--- What to work on ---
Render every line of the entries below as a Markdown table with the columns Row and Line, numbering the rows and omitting blank lines.

Source data START

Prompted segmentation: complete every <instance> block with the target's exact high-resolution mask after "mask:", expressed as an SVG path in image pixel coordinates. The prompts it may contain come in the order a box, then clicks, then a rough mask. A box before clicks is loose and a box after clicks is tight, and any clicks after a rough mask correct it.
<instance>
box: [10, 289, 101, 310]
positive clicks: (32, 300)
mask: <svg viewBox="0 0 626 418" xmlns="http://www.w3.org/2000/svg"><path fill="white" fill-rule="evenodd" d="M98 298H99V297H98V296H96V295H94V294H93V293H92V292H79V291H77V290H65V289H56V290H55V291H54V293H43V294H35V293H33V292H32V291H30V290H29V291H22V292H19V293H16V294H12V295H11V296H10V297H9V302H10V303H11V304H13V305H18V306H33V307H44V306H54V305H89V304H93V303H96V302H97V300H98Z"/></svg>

Source data END

--- Output ---
| Row | Line |
|---|---|
| 1 | Prompted segmentation: complete every <instance> block with the target's exact high-resolution mask after "mask:", expressed as an SVG path in image pixel coordinates. The prompts it may contain come in the order a box, then clicks, then a rough mask. A box before clicks is loose and a box after clicks is tight, and any clicks after a rough mask correct it. |
| 2 | <instance> |
| 3 | box: [10, 289, 101, 310] |
| 4 | positive clicks: (32, 300) |
| 5 | mask: <svg viewBox="0 0 626 418" xmlns="http://www.w3.org/2000/svg"><path fill="white" fill-rule="evenodd" d="M98 298H99V297H98V296H96V295H94V294H93V293H92V292H79V291H77V290H65V289H56V290H55V291H54V293H43V294H35V293H33V292H32V291H30V290H29V291H22V292H19V293H16V294H12V295H11V296H10V297H9V302H10V303H11V304H13V305H18V306H33V307H44V306H54V305H89V304H93V303H96V302H97V300H98Z"/></svg> |